— Exercise description —
Copy out all of the data below with no alterations.
(Beginning of Excerpted records)
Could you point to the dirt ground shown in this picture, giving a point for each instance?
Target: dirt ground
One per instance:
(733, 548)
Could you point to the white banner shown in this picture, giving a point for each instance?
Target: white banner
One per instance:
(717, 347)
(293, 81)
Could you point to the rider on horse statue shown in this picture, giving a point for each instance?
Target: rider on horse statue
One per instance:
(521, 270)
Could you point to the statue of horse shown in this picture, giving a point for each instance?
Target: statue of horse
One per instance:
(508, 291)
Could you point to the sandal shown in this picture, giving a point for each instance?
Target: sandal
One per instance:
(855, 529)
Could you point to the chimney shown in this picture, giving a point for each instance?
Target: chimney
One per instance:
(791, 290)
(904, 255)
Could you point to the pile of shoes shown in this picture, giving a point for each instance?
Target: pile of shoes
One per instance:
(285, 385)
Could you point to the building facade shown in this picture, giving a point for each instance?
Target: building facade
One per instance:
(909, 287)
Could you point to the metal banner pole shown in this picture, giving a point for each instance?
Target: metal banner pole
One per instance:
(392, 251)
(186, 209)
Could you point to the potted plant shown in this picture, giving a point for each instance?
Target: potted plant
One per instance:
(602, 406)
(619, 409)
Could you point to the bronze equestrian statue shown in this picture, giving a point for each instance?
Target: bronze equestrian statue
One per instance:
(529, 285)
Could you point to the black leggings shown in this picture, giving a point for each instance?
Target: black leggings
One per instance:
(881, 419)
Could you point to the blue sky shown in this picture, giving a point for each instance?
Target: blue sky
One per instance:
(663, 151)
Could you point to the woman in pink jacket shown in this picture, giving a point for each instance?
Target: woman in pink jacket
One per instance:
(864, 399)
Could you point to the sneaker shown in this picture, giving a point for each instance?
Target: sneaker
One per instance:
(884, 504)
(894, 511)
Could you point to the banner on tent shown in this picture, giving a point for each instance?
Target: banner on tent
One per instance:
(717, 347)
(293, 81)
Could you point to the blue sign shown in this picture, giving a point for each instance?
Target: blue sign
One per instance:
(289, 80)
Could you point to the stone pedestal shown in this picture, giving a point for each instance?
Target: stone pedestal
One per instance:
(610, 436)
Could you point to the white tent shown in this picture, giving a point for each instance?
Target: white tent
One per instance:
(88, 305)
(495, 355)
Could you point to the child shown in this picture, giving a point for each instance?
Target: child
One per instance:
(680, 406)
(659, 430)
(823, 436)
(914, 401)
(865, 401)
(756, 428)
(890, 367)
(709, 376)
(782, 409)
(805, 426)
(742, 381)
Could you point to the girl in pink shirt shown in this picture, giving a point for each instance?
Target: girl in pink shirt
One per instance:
(End of Excerpted records)
— Response area —
Could you point to the dirt ground shown in this picture, giving a point for each instance?
Target: dirt ground
One per instance:
(733, 548)
Could you point to the white banner shown in this picture, giving a point for each instance?
Target: white banner
One per instance:
(717, 347)
(293, 81)
Could you point to the rider on horse statue shown in this picture, giving a point for each instance?
Target: rider on horse statue
One per instance:
(521, 270)
Could you point to the statue of horse shown in this picture, giving a point for each instance?
Target: statue of horse
One per instance:
(508, 291)
Could you point to the sandal shown in this picture, giving a point for each instance?
Target: sandal
One per instance:
(855, 529)
Could you point to the chimney shown in this picture, giving a point for each instance?
Target: chimney
One per instance:
(791, 290)
(904, 255)
Could you point to the pile of shoes shown in this picture, giving a point for each instance?
Target: pile of shoes
One per instance:
(285, 385)
Could you point to the building facade shown in this picture, giving a point for each instance?
Target: building facade
One per instance:
(909, 287)
Could you point to the metal banner pole shown in this picture, giving a point for each instance?
Target: metal banner pole
One per instance:
(392, 251)
(186, 209)
Could you point to the potted plant shown in this picture, giving a point for each instance?
Target: potted plant
One per instance:
(602, 406)
(619, 409)
Could you point to the bronze equestrian statue shown in this picture, giving a point for each instance?
Target: bronze equestrian statue
One per instance:
(529, 285)
Could you point to the black leggings shown in this picture, giving a point for each instance?
Target: black leggings
One per instance:
(881, 419)
Could you point to the blue sky shown in this picture, giving a point for each instance?
Target: blue sky
One per instance:
(663, 151)
Could you point to the woman in pink jacket shown in this picture, giving a point for each instance?
Target: woman in pink jacket
One per instance:
(864, 399)
Could you point to the sneaker shown in this picture, giving a point for each instance?
Target: sneaker
One per instance:
(884, 504)
(894, 511)
Could you point to the banner on tent shown in this picture, giving a point for each instance?
Target: banner on tent
One per instance:
(717, 347)
(293, 81)
Could you point to the blue sign shown in this picture, giving a point for each instance?
Target: blue sign
One per instance:
(289, 80)
Could you point to the stone pedestal shown in this picture, giving a point for each instance?
Target: stone pedestal
One per instance:
(610, 436)
Could you point to the white tent shown in this picture, giving a point for each instance?
Target: white tent
One per instance:
(88, 305)
(495, 355)
Could you point to the child shown in this picture, giving a point for each instance?
Target: child
One per instance:
(680, 406)
(659, 430)
(823, 436)
(914, 401)
(865, 401)
(756, 428)
(890, 367)
(709, 376)
(782, 409)
(805, 426)
(742, 381)
Could you point to the girl in pink shirt shown in this picture, giving a point for each instance?
Target: girl in pink shirt
One per instance:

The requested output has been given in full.